- **Exercise aim**
Scale the records starting at the line that contains "Lane-count request: drop a dot on each instance of the man" and ending at the end of the records, repeating every line, requests included. Multiply each coordinate in the answers by 1.75 and round it to a whole number, with halves rounding up.

* * * *

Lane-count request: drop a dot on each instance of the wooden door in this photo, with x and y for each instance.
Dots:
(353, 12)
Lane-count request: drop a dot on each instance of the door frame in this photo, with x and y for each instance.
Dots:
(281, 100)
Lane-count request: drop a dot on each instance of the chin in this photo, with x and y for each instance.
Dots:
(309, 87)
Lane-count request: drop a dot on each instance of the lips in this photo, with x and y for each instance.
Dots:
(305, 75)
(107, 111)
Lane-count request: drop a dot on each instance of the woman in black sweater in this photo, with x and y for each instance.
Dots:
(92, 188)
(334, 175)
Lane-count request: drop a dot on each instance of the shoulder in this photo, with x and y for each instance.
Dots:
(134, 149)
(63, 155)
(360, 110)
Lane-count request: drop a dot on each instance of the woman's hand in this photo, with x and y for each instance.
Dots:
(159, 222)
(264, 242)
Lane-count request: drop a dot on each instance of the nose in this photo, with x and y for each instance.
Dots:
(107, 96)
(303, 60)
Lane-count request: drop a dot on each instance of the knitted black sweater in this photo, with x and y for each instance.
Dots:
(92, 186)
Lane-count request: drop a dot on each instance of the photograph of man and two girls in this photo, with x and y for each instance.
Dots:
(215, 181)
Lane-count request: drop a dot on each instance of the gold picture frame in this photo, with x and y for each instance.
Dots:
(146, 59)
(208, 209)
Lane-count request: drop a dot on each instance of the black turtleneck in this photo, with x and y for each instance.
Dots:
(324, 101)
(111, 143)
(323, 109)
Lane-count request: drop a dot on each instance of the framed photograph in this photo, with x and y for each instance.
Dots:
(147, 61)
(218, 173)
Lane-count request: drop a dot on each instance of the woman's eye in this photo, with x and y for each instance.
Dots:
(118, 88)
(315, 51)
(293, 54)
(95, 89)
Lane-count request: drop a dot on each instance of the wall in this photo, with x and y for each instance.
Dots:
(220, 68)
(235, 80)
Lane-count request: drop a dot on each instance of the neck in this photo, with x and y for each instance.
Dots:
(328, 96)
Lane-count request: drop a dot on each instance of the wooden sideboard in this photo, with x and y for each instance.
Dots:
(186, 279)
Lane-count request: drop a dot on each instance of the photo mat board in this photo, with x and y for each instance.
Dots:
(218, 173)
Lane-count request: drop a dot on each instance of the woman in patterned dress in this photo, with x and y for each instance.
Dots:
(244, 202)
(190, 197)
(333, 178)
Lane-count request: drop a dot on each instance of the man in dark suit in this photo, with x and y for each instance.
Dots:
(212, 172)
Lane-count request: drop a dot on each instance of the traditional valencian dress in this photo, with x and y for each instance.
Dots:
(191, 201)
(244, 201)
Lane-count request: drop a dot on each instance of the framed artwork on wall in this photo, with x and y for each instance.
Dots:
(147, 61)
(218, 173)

* * * *

- **Task result**
Lane-count request: drop a dot on each instance of the man in dark suit in this photo, with x and y for each instance.
Dots:
(371, 301)
Lane-count request: drop a dot on each instance of the traditional valencian dress in this photo, with x and y for each instance.
Dots:
(334, 352)
(427, 352)
Lane-count request: drop a dot on each instance of the framed artwork on wall in this photo, with x and y for each instance.
Dots:
(257, 107)
(382, 303)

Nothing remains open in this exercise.